━━━ Cuplikan Teks ━━━

Myanmar Serang Pengungsi Kachin, 29 Tewas, Termasuk Belasan Anak-anak
NAYPYITAW, SATUHARAPAN.COM-Militer Myanmar dituduh melancarkan serangan udara terhadap sebuah kamp pengungsi di negara bagian utara Kachin yang menewaskan 29 orang, termasuk sekitar selusin anak-anak, kata militan dan aktivis Kachin serta media lokal pada Selasa.
Myanmar berada dalam kekacauan sejak militer menggulingkan pemerintahan terpilih Aung San Suu Kyi pada Februari 2021, yang memicu pertentangan rakyat yang meluas. Setelah demonstrasi damai dipadamkan dengan kekuatan yang mematikan, banyak penentang kekuasaan militer mengangkat senjata, dan sebagian besar negara kini terlibat dalam konflik.
Kolonel Naw Bu, juru bicara Tentara Kemerdekaan Kachin (KIA), mengatakan 29 orang termasuk 11 anak di bawah usia 16 tahun tewas dan 57 lainnya terluka dalam serangan yang dilakukan melalui udara dan artileri pada Senin (9/10) malam.
Korban jiwa terjadi di kamp pengungsian Mung Lai Hkyet di bagian utara Laiza, sebuah kota tempat markas besar pemberontak KIA bermarkas, sekitar 324 kilometer (200 mil) timur laut Mandalay, kota terbesar kedua di Myanmar.
Juru bicara Kachin, Human Rights Watch, memberikan angka yang sedikit berbeda, dengan mengatakan 19 orang dewasa dan 13 anak-anak tewas dalam serangan yang terjadi sesaat sebelum tengah malam.
Pemerintah militer pada tahun lalu telah meningkatkan penggunaan serangan udara dalam pertempuran melawan dua musuh: Pasukan Pertahanan Rakyat pro demokrasi bersenjata, yang dibentuk setelah pengambilalihan kekuasaan pada tahun 2021, dan kelompok gerilya etnis minoritas seperti Kachin yang telah berjuang untuk merebut kekuasaan otonomi yang lebih besar selama beberapa dekade.

━━━

▶ [Latihan]
A: Dalam berita tentang serangan terhadap kamp pengungsi Kachin, berapa orang yang terluka menurut Kolonel Naw Bu?
B: Lanjutkan berita tentang serangan terhadap kamp pengungsi Kachin mulai dari setelah kalimat terakhirnya.

━━━ Bahan Terkumpul ━━━

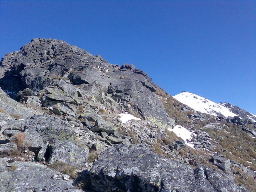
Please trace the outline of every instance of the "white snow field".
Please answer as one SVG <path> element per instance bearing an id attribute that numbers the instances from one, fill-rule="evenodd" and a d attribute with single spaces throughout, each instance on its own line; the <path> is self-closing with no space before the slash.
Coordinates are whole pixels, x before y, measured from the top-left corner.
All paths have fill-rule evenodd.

━━━

▶ [Jawaban Tugas]
A: 57 orang.

B:
Juru bicara Sekretaris Jenderal Perserikatan Bangsa-bangsa António Guterres menyatakan kekhawatirannya atas laporan pembunuhan tersebut dan mengatakan dia “mengutuk segala bentuk kekerasan, termasuk serangan militer yang semakin intensif di seluruh negeri, yang terus memicu ketidakstabilan regional.”
Pemerintah Persatuan Nasional Myanmar, kelompok oposisi utama nasional yang menganggap dirinya sebagai badan administratif sah negara tersebut, mengatakan sebuah taman kanak-kanak, sekolah, gereja dan banyak rumah sipil dihancurkan di kamp tersebut.
“Serangan yang disengaja dan ditargetkan oleh dewan militer teroris terhadap warga sipil yang melarikan diri dari konflik merupakan kejahatan nyata terhadap kemanusiaan dan kejahatan perang,” katanya.
Pemerintah militer Myanmar “telah memanfaatkan momen perhatian komunitas internasional terhadap perkembangan terkini konflik Israel-Hamas untuk kembali melakukan kejahatan terhadap kemanusiaan dan kejahatan perang,” tambahnya.
Naw Bu mengatakan tidak jelas bagaimana serangan itu dilakukan karena masyarakat tidak mendengar jet tempur sedang melakukan pengeboman. Tidak adanya suara seperti itu, yang lazim terdengar di banyak wilayah pedesaan, dapat mengindikasikan bahwa kamp tersebut terkena serangan rudal udara-ke-darat yang ditembakkan dari jarak jauh atau oleh pesawat tak berawak bersenjata.
Dia mengatakan tentara menggunakan artileri untuk menembaki suatu daerah termasuk kamp dan desa-desa terdekat di mana sekitar 400 orang tinggal.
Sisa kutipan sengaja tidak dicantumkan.